:: EXCERPTED RECORDS ::

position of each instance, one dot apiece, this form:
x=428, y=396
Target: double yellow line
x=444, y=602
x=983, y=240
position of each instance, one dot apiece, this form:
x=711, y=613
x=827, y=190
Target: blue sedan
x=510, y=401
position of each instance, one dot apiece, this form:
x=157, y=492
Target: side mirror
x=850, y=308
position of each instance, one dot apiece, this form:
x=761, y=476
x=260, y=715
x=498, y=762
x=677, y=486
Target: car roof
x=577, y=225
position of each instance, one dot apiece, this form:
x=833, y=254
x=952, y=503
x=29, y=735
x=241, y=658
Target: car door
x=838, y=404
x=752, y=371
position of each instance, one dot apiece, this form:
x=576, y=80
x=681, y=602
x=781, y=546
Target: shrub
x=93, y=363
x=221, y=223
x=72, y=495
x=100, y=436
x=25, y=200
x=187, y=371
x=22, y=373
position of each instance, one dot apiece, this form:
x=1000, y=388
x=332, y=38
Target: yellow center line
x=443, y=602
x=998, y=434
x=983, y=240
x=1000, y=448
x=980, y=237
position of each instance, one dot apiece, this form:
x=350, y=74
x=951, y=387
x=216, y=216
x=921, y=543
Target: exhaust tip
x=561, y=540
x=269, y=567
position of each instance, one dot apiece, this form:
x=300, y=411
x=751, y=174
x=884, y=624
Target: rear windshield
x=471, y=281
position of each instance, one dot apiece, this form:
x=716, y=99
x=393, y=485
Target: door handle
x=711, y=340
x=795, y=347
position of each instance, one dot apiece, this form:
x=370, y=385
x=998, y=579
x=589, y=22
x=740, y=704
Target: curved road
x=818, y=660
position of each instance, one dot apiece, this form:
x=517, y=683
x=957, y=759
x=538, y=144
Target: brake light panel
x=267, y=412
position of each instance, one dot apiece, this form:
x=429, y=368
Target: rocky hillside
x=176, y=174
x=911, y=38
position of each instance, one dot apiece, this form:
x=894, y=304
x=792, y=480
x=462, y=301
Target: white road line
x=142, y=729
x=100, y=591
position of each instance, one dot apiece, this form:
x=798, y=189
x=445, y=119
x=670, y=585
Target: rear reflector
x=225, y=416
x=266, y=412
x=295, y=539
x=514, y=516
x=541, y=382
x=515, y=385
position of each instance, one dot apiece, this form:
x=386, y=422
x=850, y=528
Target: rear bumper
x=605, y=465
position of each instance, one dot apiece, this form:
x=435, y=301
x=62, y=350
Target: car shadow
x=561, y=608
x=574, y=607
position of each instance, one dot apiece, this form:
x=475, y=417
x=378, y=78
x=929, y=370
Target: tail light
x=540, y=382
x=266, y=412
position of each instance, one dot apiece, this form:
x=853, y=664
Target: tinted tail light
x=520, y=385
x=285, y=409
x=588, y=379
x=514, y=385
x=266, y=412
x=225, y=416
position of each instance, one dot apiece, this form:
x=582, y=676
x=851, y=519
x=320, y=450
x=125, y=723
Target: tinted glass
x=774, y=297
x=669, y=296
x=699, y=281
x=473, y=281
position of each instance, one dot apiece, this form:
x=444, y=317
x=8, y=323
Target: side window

:::

▸ PROBLEM TO WORK ON
Would you retype exactly the lines above, from the line with "x=157, y=492" to the line with "x=670, y=585", with both end lines kept and nothing more?

▸ THE ANSWER
x=157, y=492
Target: side mirror
x=850, y=308
position of each instance, one dot apiece, this form:
x=761, y=476
x=260, y=715
x=498, y=762
x=677, y=486
Target: car roof
x=577, y=225
position of each instance, one dot apiece, this form:
x=833, y=254
x=952, y=503
x=29, y=735
x=241, y=658
Target: car door
x=838, y=404
x=752, y=371
position of each instance, one dot apiece, this form:
x=576, y=80
x=681, y=602
x=781, y=546
Target: shrub
x=93, y=363
x=221, y=223
x=72, y=495
x=100, y=436
x=25, y=200
x=187, y=371
x=22, y=373
position of each instance, one dot apiece, this form:
x=1000, y=388
x=332, y=38
Target: yellow center line
x=443, y=602
x=998, y=434
x=983, y=240
x=1000, y=448
x=980, y=237
position of each instance, one dot apiece, this form:
x=350, y=74
x=951, y=387
x=216, y=216
x=921, y=543
Target: exhaust tip
x=561, y=540
x=269, y=567
position of each instance, one dot apiece, this form:
x=300, y=411
x=751, y=174
x=884, y=624
Target: rear windshield
x=471, y=281
position of each instance, one dot apiece, this form:
x=716, y=99
x=393, y=485
Target: door handle
x=711, y=340
x=795, y=347
position of each instance, one dot apiece, this form:
x=370, y=385
x=998, y=579
x=589, y=22
x=740, y=704
Target: curved road
x=818, y=660
position of each instance, one dot apiece, this form:
x=517, y=683
x=957, y=759
x=538, y=144
Target: brake light panel
x=267, y=412
position of each instance, one dot apiece, this form:
x=429, y=368
Target: rocky hillside
x=176, y=174
x=911, y=38
position of each instance, one dot apiece, this form:
x=894, y=304
x=792, y=480
x=462, y=301
Target: white road line
x=142, y=729
x=100, y=591
position of each instance, one dot apiece, this form:
x=798, y=189
x=445, y=119
x=670, y=585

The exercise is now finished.